Fragmento seleccionado

# # # # #

En contraposición con su estudio, Londres fue el teatro de los sueños que Hoppé recorrió con su cámara escondida bajo una bolsa de papel para retratar a esos personajes anónimos recogidos en la exposición el epígrafe de Tipos londinenses en donde esta vez, el artista recurre a la inmediatez y a la naturalidad en sus instantáneas como meros suspiros de las vidas que pasan delante de su objetivo. Aquí la fuerza de la imagen se diluye en aras de la investigación social acerca de un sinfín de rostros y oficios: taxistas, carteros, empleados de circo, chicas leyendo en un autobús, son flashes que por sí mismos reproducen ese caleidoscopio mágico y cosmopolita que milagrosamente se reproduce pacíficamente en la gran ciudad de Londres, punto de encuentro de todas las razas y clases sociales. Y es en esa línea del horizonte reconvertida en una ínfima línea vertical que todo lo aglutina, es donde se dan cita sus inquietudes y sus personajes.

# # # # #

Tarea asignada A
Enumera todas las líneas de las entradas que contienen la cadena "maple". Distingue entre mayúsculas y minúsculas.

(Datos extraídos de una colección)
# # # # #

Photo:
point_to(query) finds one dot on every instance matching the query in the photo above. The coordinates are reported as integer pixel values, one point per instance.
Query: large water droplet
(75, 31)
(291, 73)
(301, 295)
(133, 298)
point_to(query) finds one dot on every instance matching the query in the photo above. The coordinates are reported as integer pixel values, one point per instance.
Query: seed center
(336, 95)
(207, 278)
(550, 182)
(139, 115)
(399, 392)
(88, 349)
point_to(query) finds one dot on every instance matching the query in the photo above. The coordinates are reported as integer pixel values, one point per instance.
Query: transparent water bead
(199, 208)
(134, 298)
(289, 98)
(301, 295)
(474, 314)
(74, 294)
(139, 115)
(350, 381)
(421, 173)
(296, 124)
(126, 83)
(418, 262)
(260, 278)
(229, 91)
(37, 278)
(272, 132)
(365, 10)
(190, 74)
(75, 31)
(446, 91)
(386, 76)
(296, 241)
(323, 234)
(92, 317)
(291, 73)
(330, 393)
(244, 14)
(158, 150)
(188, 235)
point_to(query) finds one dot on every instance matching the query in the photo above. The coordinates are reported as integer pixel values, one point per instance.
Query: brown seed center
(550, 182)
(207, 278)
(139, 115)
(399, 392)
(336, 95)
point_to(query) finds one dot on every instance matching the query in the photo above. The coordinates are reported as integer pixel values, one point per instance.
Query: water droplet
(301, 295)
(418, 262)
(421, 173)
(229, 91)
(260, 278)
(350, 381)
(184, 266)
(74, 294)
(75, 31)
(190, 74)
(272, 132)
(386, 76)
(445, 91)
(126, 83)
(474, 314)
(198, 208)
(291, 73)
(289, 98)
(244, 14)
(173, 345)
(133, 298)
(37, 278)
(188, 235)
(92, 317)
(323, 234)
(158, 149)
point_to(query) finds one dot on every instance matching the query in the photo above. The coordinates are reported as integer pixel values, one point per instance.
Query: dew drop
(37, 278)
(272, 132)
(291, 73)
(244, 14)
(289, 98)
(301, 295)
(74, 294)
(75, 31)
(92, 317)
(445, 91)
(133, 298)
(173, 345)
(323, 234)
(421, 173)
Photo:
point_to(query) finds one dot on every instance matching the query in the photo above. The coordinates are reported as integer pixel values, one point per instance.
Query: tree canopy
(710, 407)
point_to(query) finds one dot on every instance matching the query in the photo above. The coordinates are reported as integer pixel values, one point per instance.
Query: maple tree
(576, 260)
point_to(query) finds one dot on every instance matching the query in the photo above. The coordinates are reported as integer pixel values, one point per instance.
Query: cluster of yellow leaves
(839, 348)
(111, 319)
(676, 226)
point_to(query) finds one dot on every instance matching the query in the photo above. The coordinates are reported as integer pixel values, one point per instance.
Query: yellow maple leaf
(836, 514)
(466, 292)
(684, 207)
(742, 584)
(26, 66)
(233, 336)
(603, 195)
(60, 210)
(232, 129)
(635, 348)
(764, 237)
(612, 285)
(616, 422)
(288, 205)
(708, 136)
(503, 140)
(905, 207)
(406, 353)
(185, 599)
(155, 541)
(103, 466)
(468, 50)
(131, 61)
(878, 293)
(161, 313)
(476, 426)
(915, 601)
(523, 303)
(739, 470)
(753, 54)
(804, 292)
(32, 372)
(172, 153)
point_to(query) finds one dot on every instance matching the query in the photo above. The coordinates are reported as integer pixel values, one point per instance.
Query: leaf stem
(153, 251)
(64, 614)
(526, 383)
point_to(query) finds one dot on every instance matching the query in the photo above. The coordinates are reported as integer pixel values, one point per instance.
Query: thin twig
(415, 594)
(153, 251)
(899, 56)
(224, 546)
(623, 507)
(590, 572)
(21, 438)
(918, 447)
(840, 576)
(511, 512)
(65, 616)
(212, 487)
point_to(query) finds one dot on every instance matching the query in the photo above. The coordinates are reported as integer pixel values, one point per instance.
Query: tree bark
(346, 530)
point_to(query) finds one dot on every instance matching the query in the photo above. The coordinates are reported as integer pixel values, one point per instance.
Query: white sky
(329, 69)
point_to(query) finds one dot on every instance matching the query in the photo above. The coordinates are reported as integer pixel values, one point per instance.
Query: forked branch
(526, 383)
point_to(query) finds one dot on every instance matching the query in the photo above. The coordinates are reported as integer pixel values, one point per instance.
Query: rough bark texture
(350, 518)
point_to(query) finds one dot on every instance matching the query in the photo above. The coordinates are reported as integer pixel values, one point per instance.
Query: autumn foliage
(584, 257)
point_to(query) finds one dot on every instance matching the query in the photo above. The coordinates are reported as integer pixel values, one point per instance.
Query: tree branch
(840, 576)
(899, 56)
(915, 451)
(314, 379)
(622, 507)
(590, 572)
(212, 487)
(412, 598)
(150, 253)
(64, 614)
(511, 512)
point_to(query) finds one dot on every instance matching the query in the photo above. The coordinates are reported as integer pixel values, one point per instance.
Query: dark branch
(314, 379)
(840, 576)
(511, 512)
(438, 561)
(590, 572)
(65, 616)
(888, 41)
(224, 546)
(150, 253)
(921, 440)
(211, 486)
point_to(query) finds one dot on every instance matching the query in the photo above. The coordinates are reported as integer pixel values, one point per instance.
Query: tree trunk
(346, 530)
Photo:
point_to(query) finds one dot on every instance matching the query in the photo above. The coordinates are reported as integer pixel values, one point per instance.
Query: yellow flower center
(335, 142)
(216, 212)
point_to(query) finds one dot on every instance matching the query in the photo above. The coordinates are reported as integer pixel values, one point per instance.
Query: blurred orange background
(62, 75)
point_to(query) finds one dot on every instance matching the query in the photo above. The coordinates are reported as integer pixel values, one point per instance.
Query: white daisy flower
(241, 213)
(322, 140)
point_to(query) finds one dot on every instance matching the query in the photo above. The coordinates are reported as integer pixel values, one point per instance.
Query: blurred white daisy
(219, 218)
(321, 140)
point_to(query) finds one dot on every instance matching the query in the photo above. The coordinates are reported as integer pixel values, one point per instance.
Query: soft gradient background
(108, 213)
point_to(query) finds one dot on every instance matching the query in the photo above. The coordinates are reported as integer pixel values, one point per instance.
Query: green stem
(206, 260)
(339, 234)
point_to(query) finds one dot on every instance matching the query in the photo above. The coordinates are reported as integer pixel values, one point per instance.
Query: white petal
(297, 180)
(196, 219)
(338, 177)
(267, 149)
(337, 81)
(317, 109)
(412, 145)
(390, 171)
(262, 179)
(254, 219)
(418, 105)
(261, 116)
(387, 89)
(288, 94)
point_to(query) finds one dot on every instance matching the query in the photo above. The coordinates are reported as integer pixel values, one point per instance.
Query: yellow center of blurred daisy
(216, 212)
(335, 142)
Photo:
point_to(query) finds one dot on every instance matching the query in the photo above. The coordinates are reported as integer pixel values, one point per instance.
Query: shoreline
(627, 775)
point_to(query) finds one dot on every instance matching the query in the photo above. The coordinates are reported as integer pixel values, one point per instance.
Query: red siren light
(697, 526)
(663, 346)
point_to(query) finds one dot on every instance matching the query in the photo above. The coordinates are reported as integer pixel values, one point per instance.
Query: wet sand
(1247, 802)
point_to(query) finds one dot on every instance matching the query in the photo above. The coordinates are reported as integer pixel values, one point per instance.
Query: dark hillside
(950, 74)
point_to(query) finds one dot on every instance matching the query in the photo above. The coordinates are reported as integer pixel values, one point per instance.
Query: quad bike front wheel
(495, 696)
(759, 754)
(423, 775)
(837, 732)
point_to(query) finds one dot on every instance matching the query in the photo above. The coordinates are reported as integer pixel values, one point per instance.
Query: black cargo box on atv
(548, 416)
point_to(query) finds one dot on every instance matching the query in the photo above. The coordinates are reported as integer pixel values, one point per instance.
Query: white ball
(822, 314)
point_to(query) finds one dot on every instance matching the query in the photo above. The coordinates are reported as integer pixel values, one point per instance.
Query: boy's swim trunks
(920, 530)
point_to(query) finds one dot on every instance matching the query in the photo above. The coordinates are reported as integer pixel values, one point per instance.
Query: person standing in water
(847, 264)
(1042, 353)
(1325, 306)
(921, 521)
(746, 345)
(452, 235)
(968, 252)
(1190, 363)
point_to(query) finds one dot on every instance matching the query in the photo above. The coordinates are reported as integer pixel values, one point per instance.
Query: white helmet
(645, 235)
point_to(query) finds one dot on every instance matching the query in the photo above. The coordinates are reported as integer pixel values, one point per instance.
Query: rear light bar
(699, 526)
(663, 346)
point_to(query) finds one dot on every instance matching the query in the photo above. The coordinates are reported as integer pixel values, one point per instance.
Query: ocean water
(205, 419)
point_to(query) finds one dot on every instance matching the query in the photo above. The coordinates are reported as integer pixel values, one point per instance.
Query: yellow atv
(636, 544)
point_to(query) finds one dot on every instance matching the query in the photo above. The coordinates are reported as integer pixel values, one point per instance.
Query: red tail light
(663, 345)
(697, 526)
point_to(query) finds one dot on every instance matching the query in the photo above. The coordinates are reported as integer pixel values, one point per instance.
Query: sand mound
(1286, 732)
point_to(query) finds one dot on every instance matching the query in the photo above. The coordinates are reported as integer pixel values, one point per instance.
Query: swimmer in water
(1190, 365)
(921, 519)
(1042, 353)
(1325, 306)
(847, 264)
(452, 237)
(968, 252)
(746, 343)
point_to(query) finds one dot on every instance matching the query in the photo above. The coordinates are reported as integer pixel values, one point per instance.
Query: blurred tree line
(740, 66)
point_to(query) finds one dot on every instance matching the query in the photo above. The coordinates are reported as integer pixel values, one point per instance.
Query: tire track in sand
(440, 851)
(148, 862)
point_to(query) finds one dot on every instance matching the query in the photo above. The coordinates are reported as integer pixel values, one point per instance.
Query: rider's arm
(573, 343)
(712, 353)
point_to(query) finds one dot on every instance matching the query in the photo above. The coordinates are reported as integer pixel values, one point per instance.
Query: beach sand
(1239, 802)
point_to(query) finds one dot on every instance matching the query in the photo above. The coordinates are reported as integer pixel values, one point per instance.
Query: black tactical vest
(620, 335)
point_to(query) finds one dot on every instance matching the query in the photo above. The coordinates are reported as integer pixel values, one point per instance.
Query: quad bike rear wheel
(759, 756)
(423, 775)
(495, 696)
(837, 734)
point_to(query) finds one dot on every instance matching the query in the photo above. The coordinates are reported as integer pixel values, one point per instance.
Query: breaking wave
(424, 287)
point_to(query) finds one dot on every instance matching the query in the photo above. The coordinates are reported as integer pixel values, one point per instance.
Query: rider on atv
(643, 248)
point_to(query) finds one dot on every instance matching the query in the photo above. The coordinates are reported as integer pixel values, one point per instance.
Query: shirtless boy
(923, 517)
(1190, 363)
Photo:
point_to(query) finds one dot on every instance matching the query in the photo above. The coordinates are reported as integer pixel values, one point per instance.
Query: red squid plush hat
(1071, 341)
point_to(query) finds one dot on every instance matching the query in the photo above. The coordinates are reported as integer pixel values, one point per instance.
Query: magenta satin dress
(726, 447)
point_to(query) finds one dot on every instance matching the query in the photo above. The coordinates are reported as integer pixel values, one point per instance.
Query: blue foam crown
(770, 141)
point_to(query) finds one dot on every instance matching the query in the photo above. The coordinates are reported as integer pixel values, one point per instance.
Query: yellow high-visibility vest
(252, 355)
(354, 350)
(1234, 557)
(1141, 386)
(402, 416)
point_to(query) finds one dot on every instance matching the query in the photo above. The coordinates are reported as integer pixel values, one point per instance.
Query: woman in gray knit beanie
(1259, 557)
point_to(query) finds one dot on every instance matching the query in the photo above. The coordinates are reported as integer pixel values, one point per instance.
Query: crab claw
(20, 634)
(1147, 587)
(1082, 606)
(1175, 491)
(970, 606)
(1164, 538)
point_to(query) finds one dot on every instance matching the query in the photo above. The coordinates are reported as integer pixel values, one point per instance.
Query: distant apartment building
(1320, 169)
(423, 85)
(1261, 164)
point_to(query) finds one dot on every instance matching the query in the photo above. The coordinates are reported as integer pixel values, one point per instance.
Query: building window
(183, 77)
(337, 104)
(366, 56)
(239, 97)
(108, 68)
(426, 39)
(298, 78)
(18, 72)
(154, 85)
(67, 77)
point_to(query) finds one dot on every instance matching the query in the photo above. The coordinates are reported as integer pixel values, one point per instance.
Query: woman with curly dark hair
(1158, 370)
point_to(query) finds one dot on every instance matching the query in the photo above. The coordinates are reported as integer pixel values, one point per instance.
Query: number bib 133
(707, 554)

# # # # #

Tarea asignada B
Responde con datos del fragmento sobre Hoppé:
(i) ¿Bajo qué objeto escondía Hoppé su cámara al recorrer Londres?
(ii) ¿Con qué epígrafe se recogen en la exposición los personajes anónimos?
(iii) ¿De qué es punto de encuentro la ciudad de Londres?

Respuesta A
Query: maple tree
Query: yellow maple leaf

Respuesta B
(i) Bajo una bolsa de papel.
(ii) Tipos londinenses.
(iii) De todas las razas y clases sociales.